* START *
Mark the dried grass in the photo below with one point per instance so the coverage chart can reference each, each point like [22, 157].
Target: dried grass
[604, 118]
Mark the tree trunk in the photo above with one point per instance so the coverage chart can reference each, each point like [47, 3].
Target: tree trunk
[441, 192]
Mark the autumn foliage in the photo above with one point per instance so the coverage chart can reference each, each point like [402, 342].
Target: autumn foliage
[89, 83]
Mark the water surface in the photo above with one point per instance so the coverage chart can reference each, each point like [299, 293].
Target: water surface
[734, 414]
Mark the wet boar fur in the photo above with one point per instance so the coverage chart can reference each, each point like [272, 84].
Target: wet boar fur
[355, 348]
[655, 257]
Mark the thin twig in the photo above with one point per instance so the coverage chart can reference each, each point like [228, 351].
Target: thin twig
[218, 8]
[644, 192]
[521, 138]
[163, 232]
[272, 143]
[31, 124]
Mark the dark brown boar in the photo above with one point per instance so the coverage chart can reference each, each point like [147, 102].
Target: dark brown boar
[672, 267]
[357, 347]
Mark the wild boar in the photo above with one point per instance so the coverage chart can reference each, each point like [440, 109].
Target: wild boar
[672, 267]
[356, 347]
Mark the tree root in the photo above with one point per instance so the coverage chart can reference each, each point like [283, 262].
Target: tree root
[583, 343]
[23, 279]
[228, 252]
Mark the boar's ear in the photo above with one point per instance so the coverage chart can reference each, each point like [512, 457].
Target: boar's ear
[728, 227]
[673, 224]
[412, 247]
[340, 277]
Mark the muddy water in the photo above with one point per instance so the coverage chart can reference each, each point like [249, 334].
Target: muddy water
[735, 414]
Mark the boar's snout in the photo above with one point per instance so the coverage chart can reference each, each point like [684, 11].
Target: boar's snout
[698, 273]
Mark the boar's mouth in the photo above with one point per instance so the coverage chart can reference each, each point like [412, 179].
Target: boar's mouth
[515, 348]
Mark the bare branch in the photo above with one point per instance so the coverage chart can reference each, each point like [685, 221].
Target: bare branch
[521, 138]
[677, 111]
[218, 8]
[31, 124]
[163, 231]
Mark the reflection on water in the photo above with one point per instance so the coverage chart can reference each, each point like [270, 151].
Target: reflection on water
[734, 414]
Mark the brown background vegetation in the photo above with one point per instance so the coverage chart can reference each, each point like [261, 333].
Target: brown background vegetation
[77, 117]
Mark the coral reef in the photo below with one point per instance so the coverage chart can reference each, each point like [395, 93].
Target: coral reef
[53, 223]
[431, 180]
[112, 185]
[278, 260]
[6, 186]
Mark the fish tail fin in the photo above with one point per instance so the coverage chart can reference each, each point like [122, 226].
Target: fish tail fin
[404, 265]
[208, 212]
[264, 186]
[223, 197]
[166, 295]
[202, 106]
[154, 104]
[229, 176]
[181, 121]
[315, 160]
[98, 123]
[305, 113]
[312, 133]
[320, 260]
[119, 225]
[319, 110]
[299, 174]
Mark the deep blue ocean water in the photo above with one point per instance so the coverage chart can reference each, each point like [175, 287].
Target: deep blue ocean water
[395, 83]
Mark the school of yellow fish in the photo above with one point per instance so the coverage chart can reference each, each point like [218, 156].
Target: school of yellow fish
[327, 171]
* END *
● **WHAT IS NEEDED**
Reproduce all of the material above word for word, without changing anything.

● **ANSWER TO THIS TASK**
Mark the dried grass in the photo below with one point per instance so the coverage chart can reference each, each point like [22, 157].
Target: dried grass
[604, 118]
Mark the tree trunk in the photo above with one point per instance so the coverage chart can reference each, each point like [47, 3].
Target: tree trunk
[441, 192]
Mark the autumn foliage in the photo above with one point per instance so the coverage chart can reference each, each point like [402, 342].
Target: autumn foliage
[89, 83]
Mark the water surface in the photo above with one point per instance so the coverage chart can reference each, each point like [299, 293].
Target: water surface
[734, 414]
Mark the wet boar fur in the photo above with one point per instance so the coverage chart can reference each, each point like [272, 84].
Target: wet boar fur
[355, 348]
[655, 257]
Mark the thin twig in the photo above with one point per instance so the coverage chart can reference each, each point like [228, 351].
Target: thin twig
[218, 8]
[644, 192]
[521, 138]
[163, 232]
[272, 143]
[31, 124]
Mark the dark brown boar in the photo above with one point per instance so the coverage chart can reference each, each point like [147, 102].
Target: dark brown boar
[672, 267]
[357, 347]
Mark the wild boar in the photo above with one point per instance so the coverage chart can reference each, each point like [440, 109].
Target: wild boar
[672, 267]
[356, 347]
Mark the tree root in the photo above with one point per instance so the coverage chart can reference each, each point like [283, 262].
Target: tree root
[583, 343]
[23, 279]
[228, 252]
Mark the boar's ear in the photo above with one point per instance so the coverage chart can reference each, each point like [512, 457].
Target: boar's ear
[728, 227]
[673, 224]
[412, 247]
[340, 277]
Mark the muddy water in the photo above with one point per instance so the coverage chart can reference each, each point like [249, 334].
Target: muddy water
[735, 414]
Mark the boar's snout in the photo above with one point per instance so the coverage chart can reference each, each point like [684, 11].
Target: boar's snout
[698, 273]
Mark the boar's mouth in the photo above with one point per instance so the coverage chart can reference each, each point like [412, 179].
Target: boar's mouth
[515, 348]
Mark the bare branch in the photo above with one point per instance so the coverage chart can reference each, each point like [685, 221].
Target: bare branch
[521, 138]
[677, 111]
[218, 8]
[31, 124]
[163, 231]
Mark the reflection on water in the photo above with one point per instance so the coverage chart can reference each, each point like [270, 151].
Target: reflection on water
[734, 414]
Mark the brown background vegetation in the photo above with one point per instance so the coverage chart can reference each, each point like [261, 333].
Target: brown background vegetation
[77, 117]
Mark the coral reef in the photo below with one point per instance so the coverage chart can reference each, each point like [395, 93].
Target: coral reef
[53, 223]
[431, 180]
[112, 185]
[278, 260]
[6, 186]
Mark the fish tail fin in the photo above with one point per instance so the coverage chart can reference each, each point like [122, 226].
Target: fish tail fin
[404, 265]
[208, 212]
[264, 186]
[223, 197]
[166, 295]
[202, 106]
[154, 104]
[229, 176]
[181, 121]
[315, 160]
[98, 123]
[305, 113]
[312, 133]
[320, 260]
[119, 225]
[319, 110]
[299, 174]
Mark the deep blue ocean water in the photo above with one point per instance so the coverage chart can reference each, each point like [175, 287].
Target: deep blue ocean water
[395, 83]
Mark the school of yellow fish in the photo above with one point per instance so the coverage chart can reference each, each point like [218, 156].
Target: school of yellow fish
[327, 171]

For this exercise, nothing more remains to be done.